**DIRECTIONS**. Lay out every line of the records below as a numbered list, skipping any blank lines. Leave the pictures out of your answer.

**A run of records**.
────────────────────

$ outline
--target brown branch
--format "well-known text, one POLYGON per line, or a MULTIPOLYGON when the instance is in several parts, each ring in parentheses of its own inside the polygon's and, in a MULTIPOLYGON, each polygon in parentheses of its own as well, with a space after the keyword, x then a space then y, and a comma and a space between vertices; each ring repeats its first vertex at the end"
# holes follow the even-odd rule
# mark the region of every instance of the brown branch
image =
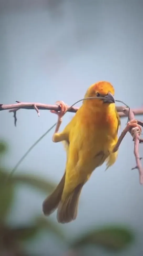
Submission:
MULTIPOLYGON (((0 111, 3 110, 11 110, 9 112, 13 112, 14 111, 17 111, 18 109, 34 109, 34 106, 36 106, 39 110, 54 110, 56 111, 59 111, 60 110, 60 106, 56 105, 50 105, 49 104, 43 104, 42 103, 36 102, 20 102, 17 101, 18 102, 16 104, 4 105, 0 104, 0 111)), ((69 106, 70 107, 70 106, 69 106)), ((76 113, 79 108, 73 107, 67 110, 68 112, 76 113)), ((125 110, 128 109, 125 108, 124 106, 116 107, 116 109, 120 117, 127 116, 128 112, 127 114, 125 110)), ((143 107, 138 109, 132 109, 132 111, 134 115, 143 115, 143 107)))
MULTIPOLYGON (((44 104, 42 103, 36 102, 20 102, 17 101, 16 104, 9 105, 3 105, 0 104, 0 111, 3 110, 10 110, 9 112, 14 113, 14 124, 16 126, 17 119, 16 117, 17 111, 21 109, 35 109, 36 111, 38 116, 39 116, 39 110, 54 110, 56 111, 59 111, 61 108, 59 106, 56 105, 50 105, 47 104, 44 104)), ((78 109, 78 107, 72 107, 71 108, 70 106, 68 107, 69 109, 68 110, 67 112, 75 113, 78 109)), ((128 116, 129 115, 129 109, 125 107, 124 106, 116 107, 116 110, 119 113, 120 117, 128 116)), ((138 109, 135 109, 130 110, 129 115, 129 118, 130 121, 135 119, 135 115, 143 115, 143 107, 138 109)), ((138 125, 143 127, 143 122, 137 120, 138 125)), ((143 139, 140 139, 140 130, 139 127, 136 127, 136 129, 134 128, 129 128, 128 124, 121 133, 116 146, 114 149, 113 151, 115 152, 119 148, 121 141, 128 131, 129 132, 132 137, 133 140, 134 141, 134 154, 135 155, 136 166, 135 167, 132 168, 132 170, 134 169, 138 169, 140 175, 140 181, 141 184, 143 184, 143 170, 142 168, 140 160, 141 157, 140 157, 139 155, 139 146, 140 143, 143 143, 143 139)))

────────────────────

**EXERCISE RESPONSE**.
1. $ outline
2. --target brown branch
3. --format "well-known text, one POLYGON per line, or a MULTIPOLYGON when the instance is in several parts, each ring in parentheses of its own inside the polygon's and, in a MULTIPOLYGON, each polygon in parentheses of its own as well, with a space after the keyword, x then a space then y, and a comma and a space between vertices; each ring repeats its first vertex at the end"
4. # holes follow the even-odd rule
5. # mark the region of every instance of the brown branch
6. image =
7. Submission:
8. MULTIPOLYGON (((0 111, 3 110, 11 110, 9 112, 13 112, 14 111, 17 111, 18 109, 34 109, 34 106, 36 106, 39 110, 54 110, 56 111, 59 111, 60 110, 60 106, 56 105, 50 105, 49 104, 43 104, 42 103, 36 102, 20 102, 17 101, 18 102, 16 104, 4 105, 0 104, 0 111)), ((69 106, 70 107, 70 106, 69 106)), ((76 113, 79 108, 73 107, 67 110, 68 112, 76 113)), ((125 110, 128 109, 125 108, 124 106, 116 107, 116 109, 120 117, 127 116, 128 112, 127 114, 125 110)), ((143 107, 138 109, 132 109, 132 111, 134 115, 143 115, 143 107)))
9. MULTIPOLYGON (((44 104, 42 103, 36 102, 20 102, 17 101, 16 104, 9 105, 3 105, 0 104, 0 111, 3 110, 10 110, 9 112, 14 113, 14 124, 16 126, 17 119, 16 117, 17 111, 21 109, 35 109, 36 111, 38 116, 39 116, 39 110, 54 110, 56 111, 59 111, 61 108, 59 106, 56 105, 50 105, 47 104, 44 104)), ((78 109, 78 107, 72 107, 71 108, 70 106, 68 107, 69 109, 68 110, 67 112, 75 113, 78 109)), ((128 116, 129 115, 129 109, 125 107, 124 106, 116 107, 116 110, 119 113, 120 117, 128 116)), ((138 109, 135 109, 130 110, 129 115, 129 118, 130 121, 135 119, 135 115, 143 115, 143 107, 138 109)), ((138 125, 143 127, 143 122, 137 120, 138 125)), ((143 139, 140 139, 140 130, 139 127, 136 127, 136 129, 134 128, 129 128, 128 124, 121 133, 116 146, 114 149, 113 151, 115 152, 119 148, 121 141, 128 131, 129 132, 132 137, 133 140, 134 141, 134 154, 135 155, 136 166, 135 167, 132 168, 132 170, 134 169, 138 169, 140 175, 140 181, 141 184, 143 184, 143 170, 142 168, 140 160, 141 157, 140 157, 139 155, 139 146, 140 143, 143 143, 143 139)))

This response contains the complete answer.